**Document extract**
==*==

One brief caveat: To pursue “theology after Google” does not mean to gleefully destroy all traditional Christian beliefs, to abandon the church, or to advocate a post-Christian worldview. On the contrary, it does, however, mean entering in good conscience into a new kind of open and exploratory discourse—a discourse in which one’s conversation partners are not committed in advance to landing where past theologians have landed. Many of them do end up with a vibrant Christian identity, but that’s no longer a pre-condition for theological dialogue. Theology after Google means navigating the treacherous waters of contemporary culture, religion, science, and philosophy—without knowing in advance that the harbor in which one finally drops anchor will be the same theological port from which the ships of old set sail. For those of us who live, work, and think in a Google-shaped world, such certainties about the outcome of the adventure are just not to be had in advance.

Church in the Google Age, or “Toto, We’re Not in Kansas Anymore”

Perhaps a few questions will help to evoke the sea change that we face today:

• Why is it that most Americans today don’t walk down to their neighborhood church on Sunday mornings for worship, Sunday school, and a church potluck?

• Although many Christians believe that “everything must change”5 why is it that the institutions and those who lead them don’t seem to recognize the enormous changes that are already upon us?

• Do we really inhabit two different worlds: those who text, twitter, blog, and get 80% of our information from the Internet, and those who are “not comfortable” with the new social media and technologies?

• Could we today be facing a change in how human society is organized that is as revolutionary in its implications as was the invention of the printing press by Gutenberg over 500 years ago?

• If we are, what does all this have to do with theology and the church?

Of course, churches will still exist in the year 2030 (and hopefully long afterwards). But we must not assume that they will look much like church practices from 1955-1995. I assume that Christians will still gather for worship, teaching, and community; that the Scriptures will still be read; that the sacraments will be celebrated. But what church means in practice has always been deeply affected by its age and culture. When these change, so too must the church. Everyone acknowledges that we are living in a time of revolutionary transformation. So shouldn’t we expect that the church is in for some radical changes?

Consider this comparison. On the eastern seaboard in the 17th and 18th centuries, and in the expansion of a young nation westward toward the Pacific Ocean, churches played very specific social functions. They weren’t only the center of religious life, the place where one came to be baptized, married, and buried (“hatched, matched, and dispatched”)… and everything in between. They were also the heart and soul of the community—the center of social, communal, political, and even economic life. There was simply no other game in town. The church stood for the moral values of the community, “what made America great.” When you see the white steeples in a New England town, or when you drive through Midwest towns with a church on every corner, you realize how central a social institution the church once was.

==*==

**Listed entries**
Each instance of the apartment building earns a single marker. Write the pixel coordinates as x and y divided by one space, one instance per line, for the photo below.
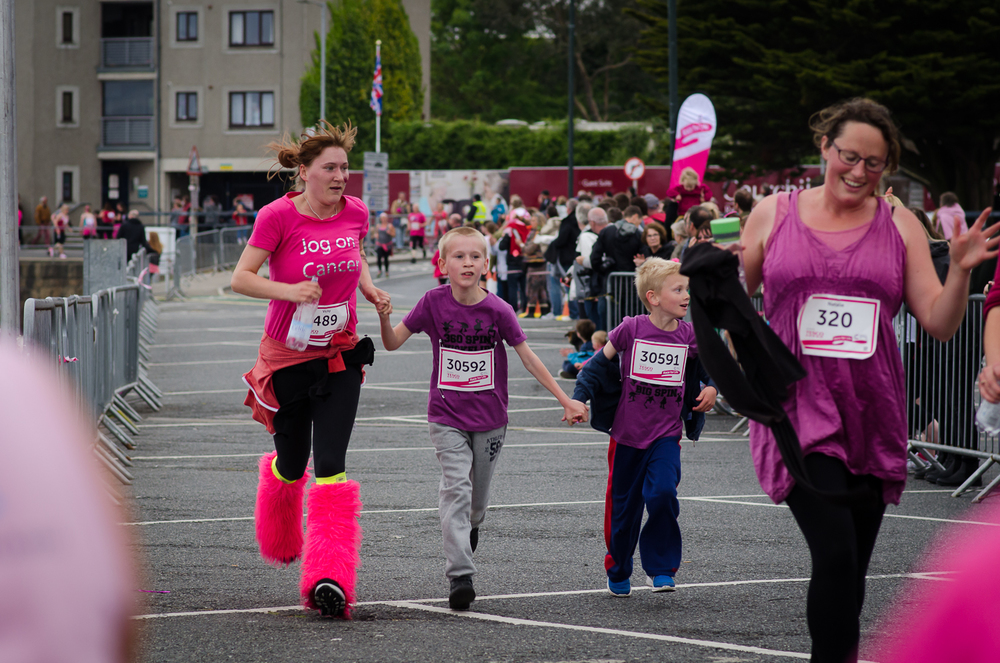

==*==

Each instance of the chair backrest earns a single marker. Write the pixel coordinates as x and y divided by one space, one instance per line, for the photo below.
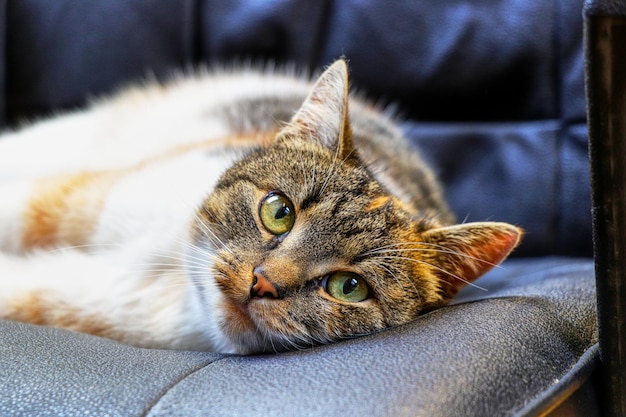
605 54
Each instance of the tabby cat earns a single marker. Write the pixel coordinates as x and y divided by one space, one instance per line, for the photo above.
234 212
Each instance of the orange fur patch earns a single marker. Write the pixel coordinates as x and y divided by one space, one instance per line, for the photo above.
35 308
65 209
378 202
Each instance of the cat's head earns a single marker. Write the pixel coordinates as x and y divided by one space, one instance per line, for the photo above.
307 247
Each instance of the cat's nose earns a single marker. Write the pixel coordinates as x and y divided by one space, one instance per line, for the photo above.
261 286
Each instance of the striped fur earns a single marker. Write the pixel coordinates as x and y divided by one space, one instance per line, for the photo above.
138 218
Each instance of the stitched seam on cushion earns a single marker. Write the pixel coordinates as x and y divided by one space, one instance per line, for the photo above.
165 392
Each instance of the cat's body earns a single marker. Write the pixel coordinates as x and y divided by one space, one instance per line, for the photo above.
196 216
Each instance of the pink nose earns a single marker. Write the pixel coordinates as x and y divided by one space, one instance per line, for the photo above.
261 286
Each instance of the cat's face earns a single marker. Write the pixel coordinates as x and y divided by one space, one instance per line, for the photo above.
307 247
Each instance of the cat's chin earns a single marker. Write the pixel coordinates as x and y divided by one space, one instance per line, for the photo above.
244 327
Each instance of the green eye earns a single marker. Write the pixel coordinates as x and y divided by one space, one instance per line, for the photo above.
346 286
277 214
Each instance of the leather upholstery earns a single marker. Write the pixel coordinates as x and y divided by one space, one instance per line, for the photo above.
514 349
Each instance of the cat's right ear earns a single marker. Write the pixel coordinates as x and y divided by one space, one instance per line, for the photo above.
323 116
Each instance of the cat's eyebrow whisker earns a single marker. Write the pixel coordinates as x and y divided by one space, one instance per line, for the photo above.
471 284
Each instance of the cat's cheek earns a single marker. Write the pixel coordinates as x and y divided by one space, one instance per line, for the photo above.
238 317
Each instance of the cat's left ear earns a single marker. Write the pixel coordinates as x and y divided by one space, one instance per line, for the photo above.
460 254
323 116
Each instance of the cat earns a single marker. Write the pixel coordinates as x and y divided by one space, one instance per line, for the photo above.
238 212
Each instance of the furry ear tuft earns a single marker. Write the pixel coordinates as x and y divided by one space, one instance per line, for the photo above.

==*==

**Stated problem A**
Please repeat the theology excerpt between "Perhaps a few" and "and the church?", inclusive, swapping "Internet" for "web".
**Stated problem B**
Answer these questions on the theology excerpt:
(i) Which invention does the excerpt compare the possible change in how human society is organized to?
(ii) Church practices from which years does the excerpt warn against expecting churches in 2030 to resemble?
(iii) Which three events does the excerpt sum up as "hatched, matched, and dispatched"?
The data is separate material.

**Written reply A**
Perhaps a few questions will help to evoke the sea change that we face today:

• Why is it that most Americans today don’t walk down to their neighborhood church on Sunday mornings for worship, Sunday school, and a church potluck?

• Although many Christians believe that “everything must change”5 why is it that the institutions and those who lead them don’t seem to recognize the enormous changes that are already upon us?

• Do we really inhabit two different worlds: those who text, twitter, blog, and get 80% of our information from the web, and those who are “not comfortable” with the new social media and technologies?

• Could we today be facing a change in how human society is organized that is as revolutionary in its implications as was the invention of the printing press by Gutenberg over 500 years ago?

• If we are, what does all this have to do with theology and the church?

**Written reply B**
(i) The invention of the printing press by Gutenberg over 500 years ago.
(ii) 1955-1995.
(iii) Being baptized, married, and buried.